| Task brief |
State how many lines of the listing below contain the word "opening", and reply with the number alone.

- - - - -

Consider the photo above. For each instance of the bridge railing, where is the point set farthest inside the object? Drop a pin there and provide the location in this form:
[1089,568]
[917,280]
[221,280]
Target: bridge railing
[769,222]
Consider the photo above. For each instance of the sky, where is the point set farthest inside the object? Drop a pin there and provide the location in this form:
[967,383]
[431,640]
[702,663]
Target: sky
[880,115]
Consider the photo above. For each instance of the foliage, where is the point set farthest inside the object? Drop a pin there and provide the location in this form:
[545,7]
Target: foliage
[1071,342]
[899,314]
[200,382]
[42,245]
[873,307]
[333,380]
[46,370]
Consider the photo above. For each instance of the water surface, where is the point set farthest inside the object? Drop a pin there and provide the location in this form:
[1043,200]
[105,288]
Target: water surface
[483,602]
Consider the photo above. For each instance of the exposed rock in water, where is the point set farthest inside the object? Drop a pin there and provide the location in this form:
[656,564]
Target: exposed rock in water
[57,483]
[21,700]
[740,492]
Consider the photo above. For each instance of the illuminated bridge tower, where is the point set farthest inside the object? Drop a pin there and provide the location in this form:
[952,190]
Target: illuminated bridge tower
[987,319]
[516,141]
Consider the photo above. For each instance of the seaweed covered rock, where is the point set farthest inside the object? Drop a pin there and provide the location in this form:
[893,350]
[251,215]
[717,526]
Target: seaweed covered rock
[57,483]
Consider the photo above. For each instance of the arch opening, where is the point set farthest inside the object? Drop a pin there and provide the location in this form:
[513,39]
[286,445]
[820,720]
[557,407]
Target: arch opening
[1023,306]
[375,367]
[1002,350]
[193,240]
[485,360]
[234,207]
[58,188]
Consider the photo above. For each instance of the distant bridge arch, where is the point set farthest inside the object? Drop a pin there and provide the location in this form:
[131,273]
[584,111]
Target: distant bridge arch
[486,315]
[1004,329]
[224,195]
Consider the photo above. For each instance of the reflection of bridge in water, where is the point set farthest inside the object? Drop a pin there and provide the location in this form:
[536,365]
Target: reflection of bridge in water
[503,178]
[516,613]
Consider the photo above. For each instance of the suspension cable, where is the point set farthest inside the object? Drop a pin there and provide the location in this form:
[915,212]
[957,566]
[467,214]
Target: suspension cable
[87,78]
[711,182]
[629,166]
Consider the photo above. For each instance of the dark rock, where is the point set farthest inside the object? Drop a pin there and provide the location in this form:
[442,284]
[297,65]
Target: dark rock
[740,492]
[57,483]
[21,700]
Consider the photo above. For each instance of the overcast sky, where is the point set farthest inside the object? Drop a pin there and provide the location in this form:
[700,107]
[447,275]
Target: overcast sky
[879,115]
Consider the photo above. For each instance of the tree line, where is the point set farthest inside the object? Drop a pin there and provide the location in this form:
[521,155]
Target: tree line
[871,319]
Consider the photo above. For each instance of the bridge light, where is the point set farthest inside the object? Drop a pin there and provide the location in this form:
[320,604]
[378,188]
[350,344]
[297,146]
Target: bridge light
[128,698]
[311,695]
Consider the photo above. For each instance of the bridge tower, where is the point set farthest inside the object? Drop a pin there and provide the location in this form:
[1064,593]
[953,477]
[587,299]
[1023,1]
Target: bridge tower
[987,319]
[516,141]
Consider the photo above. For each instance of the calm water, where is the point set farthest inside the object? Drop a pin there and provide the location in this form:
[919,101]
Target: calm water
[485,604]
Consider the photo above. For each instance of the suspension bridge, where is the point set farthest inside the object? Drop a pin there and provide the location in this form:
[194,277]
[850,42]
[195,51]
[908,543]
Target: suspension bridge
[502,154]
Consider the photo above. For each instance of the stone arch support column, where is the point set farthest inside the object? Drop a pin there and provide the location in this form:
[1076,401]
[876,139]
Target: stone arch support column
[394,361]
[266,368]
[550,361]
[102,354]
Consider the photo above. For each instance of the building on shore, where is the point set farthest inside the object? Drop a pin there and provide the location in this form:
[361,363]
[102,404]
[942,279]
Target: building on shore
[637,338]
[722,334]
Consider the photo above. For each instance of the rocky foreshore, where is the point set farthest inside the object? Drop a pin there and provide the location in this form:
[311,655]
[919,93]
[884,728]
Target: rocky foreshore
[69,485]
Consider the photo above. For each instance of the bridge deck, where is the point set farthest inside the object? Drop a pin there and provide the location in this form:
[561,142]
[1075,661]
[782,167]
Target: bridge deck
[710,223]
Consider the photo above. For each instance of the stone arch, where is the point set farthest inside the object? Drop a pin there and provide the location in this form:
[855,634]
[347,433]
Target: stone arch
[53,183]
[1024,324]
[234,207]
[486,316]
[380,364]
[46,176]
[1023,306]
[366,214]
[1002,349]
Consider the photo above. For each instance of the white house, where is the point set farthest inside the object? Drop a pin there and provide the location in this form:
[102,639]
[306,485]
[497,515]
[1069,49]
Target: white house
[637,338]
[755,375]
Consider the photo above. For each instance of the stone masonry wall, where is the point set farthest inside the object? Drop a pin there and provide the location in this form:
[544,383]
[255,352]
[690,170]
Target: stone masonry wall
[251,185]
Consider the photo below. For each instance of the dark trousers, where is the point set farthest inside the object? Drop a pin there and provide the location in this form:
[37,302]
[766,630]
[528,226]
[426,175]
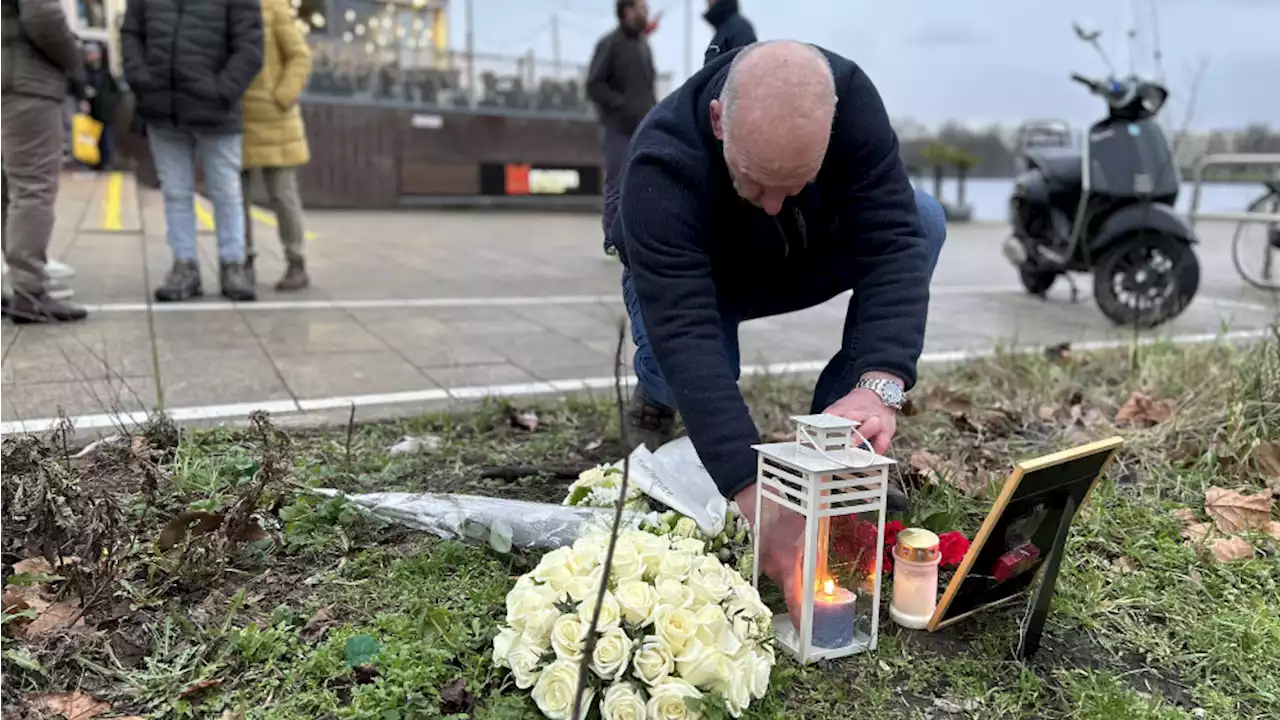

- - - - -

| Full answer |
2